* PROVIDED TEXT:

E2B-It & E4B-It (Q8_0, single-node). Five-prompt greedy parity against the pinned llama.cpp oracle on both the CPU and the Metal GPU-resident runtime, plus checked bounded context packs at 512 / 1024 / 2048 / 4096 / 8192 (recall-style, oracle recall asserted at capture — full-budget CPU+GPU passes at every bucket, no recorded frontiers). The chat template is locked byte- and token-exact (qa/gemma4/template_shapes_v1.json, both thinking modes). A Metal GPU-resident decode path (camelid gemma4-generate-gpu) runs the full E4B forward on the GPU at the memory-bandwidth wall. The QAT row (gemma-4-E4B_q4_0-it, Q4_0 layers + Q6_K tied head) runs on the same GPU-resident path — the Q4_0 projections decode on the GPU (parity-gated wire GEMVs) and the Q6_K tied head runs on the CPU; on an M4 it is token-for-token identical to the CPU runtime and ~25 % faster warm (15.2 vs 12.2 tok/s). The per-block GPU↔CPU parity is gated in CI; the end-to-end GPU==CPU check runs locally (no GPU model in CI). See docs/performance/gemma4-qat-gpu-2026-06-11.md. The committed CPU QAT parity (E4B QAT basic_v1: 3/5 full-budget + 2 probe-verified frontiers) is unchanged.

12B-It (Q8_0) & 26B-A4B-It QAT (Q4_0, MoE) — two-Mac distributed. These rows are too large for a single 16 GB host, so the supported lane is distributed layer sharding over TCP: gemma4-master/gemma4-worker split one row across two machines with a versioned handshake and per-packet checksums, and distributed greedy output is asserted token-identical to single-node (tests/gemma4_distributed_parity.rs). The 26B row is a 128-expert MoE (Q4_0 experts + Q6_K tied head) with the dense shared-expert + sparse top-8 branch implemented end to end.

* PROBLEMS AND TASKS:
a. List every context size at which the Gemma 4 runtime notes say bounded context packs were checked.
b. According to the Gemma 4 runtime notes, what warm decode speeds does the QAT row reach on an M4 on the GPU-resident path and on the CPU runtime?
c. Pick up the Gemma 4 runtime notes after their final sentence and keep writing in the same style.

* RECORD EXTRACTS:

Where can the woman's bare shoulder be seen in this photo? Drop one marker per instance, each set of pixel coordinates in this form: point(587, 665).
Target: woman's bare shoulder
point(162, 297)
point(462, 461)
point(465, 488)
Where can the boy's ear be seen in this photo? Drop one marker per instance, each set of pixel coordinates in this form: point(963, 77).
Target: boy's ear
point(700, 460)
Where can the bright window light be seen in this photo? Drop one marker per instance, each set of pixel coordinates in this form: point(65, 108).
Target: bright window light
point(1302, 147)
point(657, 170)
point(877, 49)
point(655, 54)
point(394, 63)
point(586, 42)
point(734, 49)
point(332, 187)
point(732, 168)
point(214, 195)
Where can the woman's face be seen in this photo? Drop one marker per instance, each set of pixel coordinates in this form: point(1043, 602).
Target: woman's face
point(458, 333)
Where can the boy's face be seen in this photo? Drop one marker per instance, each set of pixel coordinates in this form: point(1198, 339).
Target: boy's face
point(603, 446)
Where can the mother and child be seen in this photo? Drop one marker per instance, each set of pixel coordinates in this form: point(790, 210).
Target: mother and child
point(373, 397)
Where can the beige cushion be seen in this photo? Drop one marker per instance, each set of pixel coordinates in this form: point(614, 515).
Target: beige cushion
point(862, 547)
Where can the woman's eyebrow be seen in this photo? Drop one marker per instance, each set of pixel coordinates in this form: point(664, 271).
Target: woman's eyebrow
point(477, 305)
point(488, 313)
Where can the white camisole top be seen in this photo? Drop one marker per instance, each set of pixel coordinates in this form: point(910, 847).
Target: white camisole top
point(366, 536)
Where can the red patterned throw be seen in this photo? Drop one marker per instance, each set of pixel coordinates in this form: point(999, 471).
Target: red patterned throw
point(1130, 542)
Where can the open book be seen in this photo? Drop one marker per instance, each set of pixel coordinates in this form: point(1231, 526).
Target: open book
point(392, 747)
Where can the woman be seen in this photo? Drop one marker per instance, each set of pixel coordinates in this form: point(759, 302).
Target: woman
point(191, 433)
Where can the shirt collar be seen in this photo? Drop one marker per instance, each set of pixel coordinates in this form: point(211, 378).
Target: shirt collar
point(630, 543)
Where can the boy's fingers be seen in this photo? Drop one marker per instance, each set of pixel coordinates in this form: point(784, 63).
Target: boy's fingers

* YOUR RESPONSES:
a. 512, 1024, 2048, 4096, 8192

b. 15.2 tok/s on the GPU-resident path versus 12.2 tok/s on the CPU runtime.

c.
Proven on two 16 GB M4 Mac minis, full basic_v1 pack vs the pinned reference:

Row	Distributed = single-node	vs. reference
12B-It Q8_0	5/5 token-identical	3/5 full-budget + recorded comparator frontiers
26B-A4B-It QAT Q4_0	identical (f32 wire)	2/5 full-budget token-identical + 3/5 probe-verified knife-edge frontiers

Both rows serve over HTTP through the same lane — set CAMELID_GEMMA4_SERVE=1 plus CAMELID_GEMMA4_WORKER/CAMELID_GEMMA4_SPLIT, and /v1/chat/completions (incl. SSE) and /v1/completions route through a persistent master shard with per-request worker sessions (wire protocol v1). The distributed serve/WebUI promotion smoke is green for both. Evidence bundles are under qa/evidence-bundles/; setup is in docs/gemma4-two-mac-cluster.md.

Scope guardrails: these are exact-row claims only — no Gemma-family-wide support, and no model-native/larger context beyond the checked packs.

Install

Download a prebuilt binary from the latest release — the web UI is baked in, so there's nothing else to install:

# macOS (Apple Silicon)
curl -L https://github.com/timtoole02/Camelid/releases/latest/download/camelid-macos-arm64.tar.gz | tar -xz
cd camelid-macos-arm64
xattr -d com.apple.quarantine ./camelid 2>/dev/null || true   # allow the unsigned binary to run

# Linux (x86_64): camelid-linux-x86_64.tar.gz

Then jump to Quickstart — ./camelid pull to get a model, ./camelid serve --model … to chat.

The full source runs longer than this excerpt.